TAREFA ESCRITA 1 ->
No trecho sobre o corpo em Merleau-Ponty e Lacan, o que o pensamento objetivo exige que haja em toda ação?
TAREFA ESCRITA 2 ->
Transcreva sem alterações as linhas dos registros, começando no início dos registros e terminando na linha que contém "xmin=550 ymin=373 xmax=610 ymax=420", incluída essa última.

TRECHO PARA LEITURA ->
──────────

Corpo segundo Merleau-Ponty e Lacan
A ambigüidade do corpo em Merleau-Ponty
A filosofia de Merleau-Ponty, ao longo de suas diferentes fases, insiste em um duplo aspecto da existência corporal. Imaginemos que minha mão direita toque minha mão esquerda. É evidente que a mão que toca é tocada pela outra, o que implica uma ambigüidade essencial, de modo que não podemos dizer que mão toca e que mão é tocada. Para Merleau-Ponty, na medida em que o pensamento objetivo se recusa em aceitar tal equivocidade (pois deve haver sujeito da ação e um objeto), tal recusa se converte em recalcamento do corpo em geral, reduzido a um mais objeto entre outros – objeto que, no entanto, não aceita esse estatuto.
De onde vem o recalcamento? E como evitá-lo? O pensamento objetivo é o pensamento comum, pensamento que sempre implica o outro. Talvez nessa referência à alteridade poderíamos compreender o recalcamento do corpo próprio. Merlau-Ponty sempre procurou sublinhar a integralidade do sistema “eu-outro”, nossa inerência a um mundo comum, que funciona em uma quase-harmonia: “é justamente meu corpo que percebe o corpo do outro, encontrando nele um prolongamento milagroso de suas próprias intenções, uma maneira familiar de se relacionar com o mundo”.

──────────

LINHAS DE DADOS ->

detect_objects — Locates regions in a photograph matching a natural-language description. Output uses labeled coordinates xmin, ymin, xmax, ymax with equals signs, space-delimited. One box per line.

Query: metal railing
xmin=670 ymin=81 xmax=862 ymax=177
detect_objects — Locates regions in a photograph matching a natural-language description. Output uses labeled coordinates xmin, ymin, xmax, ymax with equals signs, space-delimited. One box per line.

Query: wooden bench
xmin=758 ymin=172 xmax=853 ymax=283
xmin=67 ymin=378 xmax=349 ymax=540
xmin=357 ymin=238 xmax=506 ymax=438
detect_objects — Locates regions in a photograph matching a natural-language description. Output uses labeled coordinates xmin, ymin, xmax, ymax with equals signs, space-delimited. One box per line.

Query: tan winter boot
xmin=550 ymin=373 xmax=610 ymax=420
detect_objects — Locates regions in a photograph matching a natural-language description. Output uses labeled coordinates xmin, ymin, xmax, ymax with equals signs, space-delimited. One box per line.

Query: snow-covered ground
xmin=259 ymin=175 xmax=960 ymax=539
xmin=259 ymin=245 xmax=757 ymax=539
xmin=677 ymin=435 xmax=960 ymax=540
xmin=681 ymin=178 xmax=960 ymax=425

──────────

RESPOSTA ESCRITA 1 ->
Um sujeito da ação e um objeto.

RESPOSTA ESCRITA 2 ->
detect_objects — Locates regions in a photograph matching a natural-language description. Output uses labeled coordinates xmin, ymin, xmax, ymax with equals signs, space-delimited. One box per line.

Query: metal railing
xmin=670 ymin=81 xmax=862 ymax=177
detect_objects — Locates regions in a photograph matching a natural-language description. Output uses labeled coordinates xmin, ymin, xmax, ymax with equals signs, space-delimited. One box per line.

Query: wooden bench
xmin=758 ymin=172 xmax=853 ymax=283
xmin=67 ymin=378 xmax=349 ymax=540
xmin=357 ymin=238 xmax=506 ymax=438
detect_objects — Locates regions in a photograph matching a natural-language description. Output uses labeled coordinates xmin, ymin, xmax, ymax with equals signs, space-delimited. One box per line.

Query: tan winter boot
xmin=550 ymin=373 xmax=610 ymax=420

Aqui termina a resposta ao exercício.